- [ASSIGNMENT 1] Decide whether each statement below agrees with the saltwater thread, answering yes or no and quoting the deciding words from the thread: (a) The IQ3 holds about 8-9L. (b) Salt mix is made using a fixed mixing ratio. (c) A sticky floor comes with every marine tank.
- [ASSIGNMENT 2]
Answer these questions from the saltwater thread below:
(a) What salinity should the water be close to for keeping corals?
(b) What did one poster see trucks doing along the ECP?
(c) What does one poster keep hanging near the tank to catch saltwater dripping from a hand?
- [ASSIGNMENT 3] Write out the part of the saltwater thread starting at "hi all i am" and ending at "local marine fishes?".
===== SELECTED EXCERPT
# Other Aquarium Forums > Marine Tanks >  newbie question: Saltwater from LS or self mix?

## daoism

hi all i am thinking of starting a pico reef tank with IQ3. am still reading up on the basics of doing a marine tank, but may i know what's best for local marine fishes?

----------


## benjamin216

I think Aquastar at yishun got sell. Else go seaside take, my father used to do that.

----------


## BFG

None of the live stock are local but imported in from various countries.

----------


## stormhawk

My advice is to read up more on Google, or get a guide book to reef tanks, before you decide to take the plunge into the marine hobby. Compatibility of species, size, etc, is all paramount in making your choice of livestock. If you are starting a pico tank, then perhaps you can try and keep marine cleaner shrimps instead. An all-invert tank is very interesting to watch at times.  :Very Happy:

----------


## xaine

For starters, doing a marine pico tank is a uphill task and requires alot of effort. 

As to answer your question.
Unless you have a storage space for the natural seawater (as they normally sells by 10L), the iq3 is about 8-9L, you might consider using salt mix.

As the iq3 is really small, I don't think a decent protein skimmer can fit in the overflow compartment, a frequent water change is necessary.

----------


## spkentchai

External skimmer is more likely to solve the slimmer prob

----------


## kominato

Salt mix is cleaner, less polluted etc. I have personally seen trucks sucking sea water from overhead bridge along ECP. I looked at the water below and was quite horrified. Since then I went for salt mix.

----------


## midniteguy

i personally mix my own salt water back then. but must careful as will make floor sticky.

----------


## Noobz

Sorry for asking a noobie question but what the mixing ratio if using salt mix?

----------


## BFG

No ratio. You need a refractometer to read the correct salinity level.

----------


## Noobz

> No ratio. You need a refractometer to read the correct salinity level.


Sorry to ask again what is the correct salinity level? Any particular range?

----------


## BFG

If you intend to keep corals, it should be close to 1.026 .

----------


## bravobb

> i personally mix my own salt water back then. but must careful as will make floor sticky.


Sorry for asking a stupid answer.
I got a friend who is into marine fish tank... i went to his place, the floor sticky as you mentioned.
Does it happen for all marine tank hobbies ?

----------


## BFG

Definitely not. It depend on personal hygiene.

----------


## bravobb

> Definitely not. It depend on personal hygiene.


Thanks for the prompt reply.. (I think i have made a typo error in my question... should be a question NOT answer.)
Now i feel more comfortable to continue my planning on the marine setup.

Sorry, my question was not complete.
My case is that i only mop the floor once a month, but sweep the floor everyday, and my floor is not sticky.
So if i have a saltwater tank, will my environment changes ?
Understand that seawater can rust metal, but can a saltwater tank does such damage ? How about a 5x2x2 feet tank ?

----------


## BFG

Saltwater can and will rust metal if given the chance for them to come into contact with each other. Avoid using metal structure for your tank. Get a proper setup consisting of a cabinet, a sump and your ideal display tank. On the subject of sticky floor, that will depend entirely on the person. If they are very careful, sticky floor won't happen. For me, a dry rag hanged near the tank is always handy to catch any saltwater from dripping off my hand. An old towel is also useful. I would not work on my tank without these being present and arranged at the working area.
==========
===== DATA UNDER STUDY
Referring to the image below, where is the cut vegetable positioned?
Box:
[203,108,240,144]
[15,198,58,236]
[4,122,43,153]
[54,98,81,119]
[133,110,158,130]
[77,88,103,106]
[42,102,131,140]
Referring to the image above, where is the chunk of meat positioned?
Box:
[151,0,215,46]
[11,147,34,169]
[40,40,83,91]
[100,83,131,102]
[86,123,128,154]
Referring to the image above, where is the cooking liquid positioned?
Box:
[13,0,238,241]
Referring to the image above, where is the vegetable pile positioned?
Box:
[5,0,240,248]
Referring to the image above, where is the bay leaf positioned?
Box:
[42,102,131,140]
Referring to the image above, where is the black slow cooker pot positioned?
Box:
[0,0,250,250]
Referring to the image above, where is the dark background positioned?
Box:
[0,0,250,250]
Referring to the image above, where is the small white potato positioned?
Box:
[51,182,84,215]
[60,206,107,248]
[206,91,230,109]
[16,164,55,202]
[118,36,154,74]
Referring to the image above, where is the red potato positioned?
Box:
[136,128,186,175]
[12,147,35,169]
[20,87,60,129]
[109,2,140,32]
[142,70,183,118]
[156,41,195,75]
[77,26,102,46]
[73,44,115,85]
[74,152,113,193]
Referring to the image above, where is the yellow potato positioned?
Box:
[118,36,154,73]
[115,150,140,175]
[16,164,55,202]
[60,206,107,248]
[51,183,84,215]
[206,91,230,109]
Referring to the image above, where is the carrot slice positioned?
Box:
==========
- [OUTPUT 1]
(a) Yes: "the iq3 is about 8-9L"
(b) No: "No ratio. You need a refractometer to read the correct salinity level."
(c) No: "Definitely not. It depend on personal hygiene."

- [OUTPUT 2]
(a) Close to 1.026.
(b) Sucking sea water from an overhead bridge.
(c) A dry rag.

- [OUTPUT 3]
hi all i am thinking of starting a pico reef tank with IQ3. am still reading up on the basics of doing a marine tank, but may i know what's best for local marine fishes?